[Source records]
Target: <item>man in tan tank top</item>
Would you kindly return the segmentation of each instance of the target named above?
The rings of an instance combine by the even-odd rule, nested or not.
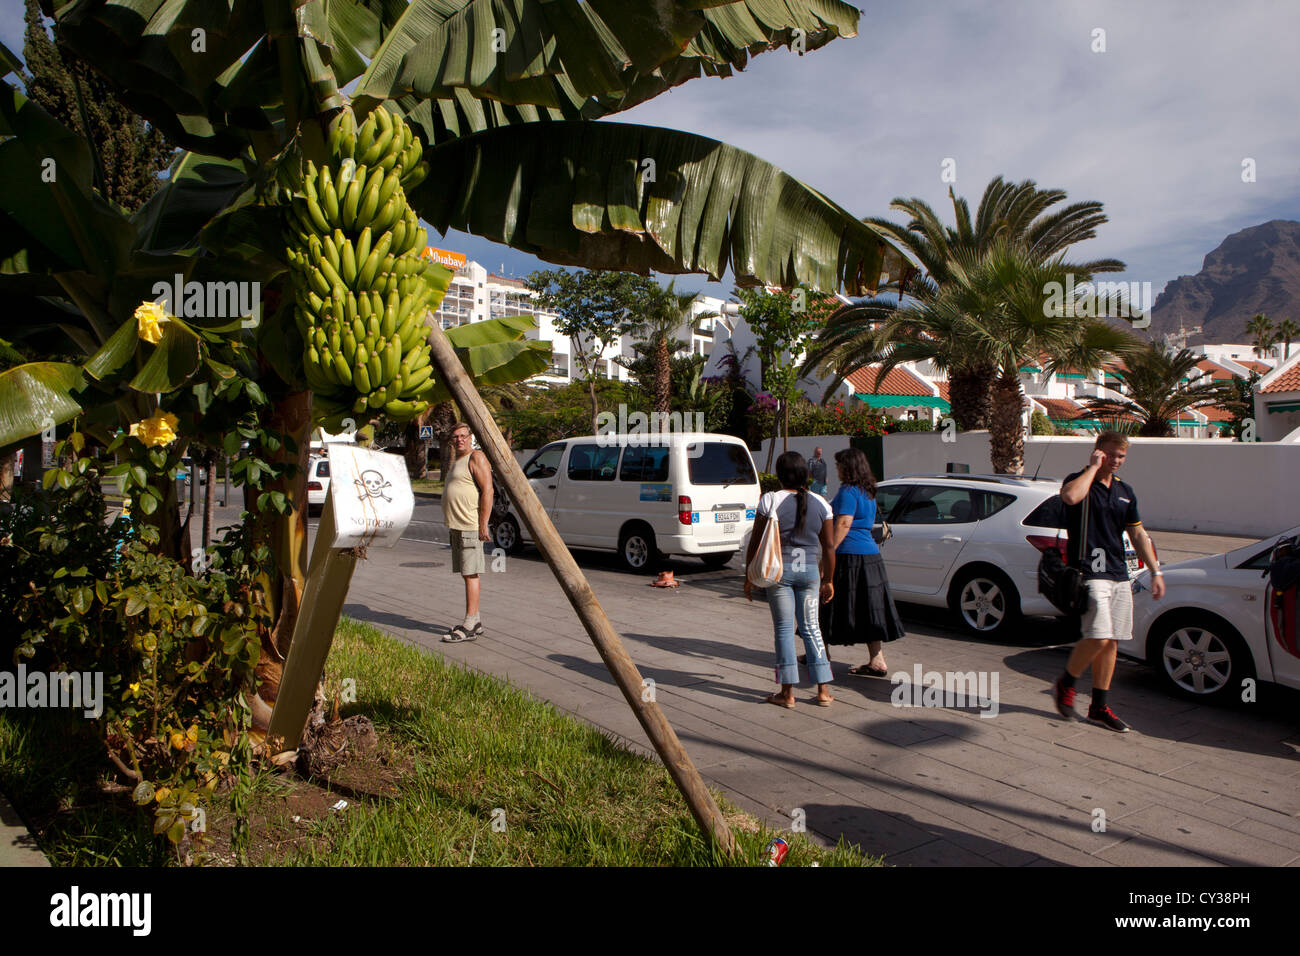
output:
[[[454,451],[451,468],[443,479],[442,513],[451,535],[451,570],[465,579],[465,621],[443,635],[448,644],[477,640],[483,633],[479,620],[479,575],[483,573],[483,542],[489,540],[492,514],[492,466],[487,455],[475,451],[469,426],[458,422],[451,429]]]

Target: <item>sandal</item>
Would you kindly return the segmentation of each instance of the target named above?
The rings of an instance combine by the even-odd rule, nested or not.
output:
[[[859,664],[857,667],[850,667],[849,674],[853,677],[888,677],[889,668],[882,667],[877,669],[869,667],[866,664]]]
[[[829,707],[831,704],[835,703],[835,698],[834,698],[834,697],[814,697],[814,698],[813,698],[813,703],[816,704],[818,707]]]
[[[783,694],[769,694],[763,698],[765,704],[776,704],[778,707],[784,707],[786,710],[794,710],[794,701],[785,697]]]
[[[479,635],[483,633],[483,622],[480,621],[474,625],[474,630],[467,631],[464,624],[457,624],[450,631],[442,636],[444,644],[463,644],[466,641],[476,641]]]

- WHAT YOU WILL DO: Because the pictures are not wanted, retype only the text of every record, exactly as given.

- COMPLETED EXERCISE:
Target: <item>man in tan tank top</item>
Would you kindly return the segmentation of each instance of the target named above?
The rings of an instance combine by the even-odd rule, nested or not.
output:
[[[454,451],[451,468],[443,479],[442,513],[451,535],[451,570],[465,579],[465,621],[443,635],[448,644],[477,640],[483,633],[479,620],[479,575],[483,573],[483,542],[489,540],[492,514],[492,466],[487,455],[475,451],[469,426],[458,422],[451,429]]]

Target: <item>sandal</item>
Would you kindly return the segmentation of each instance of the target named above?
The rings of an instance combine by the even-odd rule, nested or not.
output:
[[[859,664],[857,667],[850,667],[849,674],[853,677],[888,677],[889,668],[882,667],[877,669],[869,667],[866,664]]]
[[[829,707],[831,704],[835,703],[835,698],[834,698],[834,697],[814,697],[814,698],[813,698],[813,703],[816,704],[818,707]]]
[[[783,694],[769,694],[763,698],[765,704],[776,704],[778,707],[784,707],[786,710],[794,710],[794,701],[785,697]]]
[[[479,635],[483,633],[483,622],[480,621],[474,625],[474,630],[467,631],[464,624],[457,624],[450,631],[442,636],[444,644],[463,644],[466,641],[476,641]]]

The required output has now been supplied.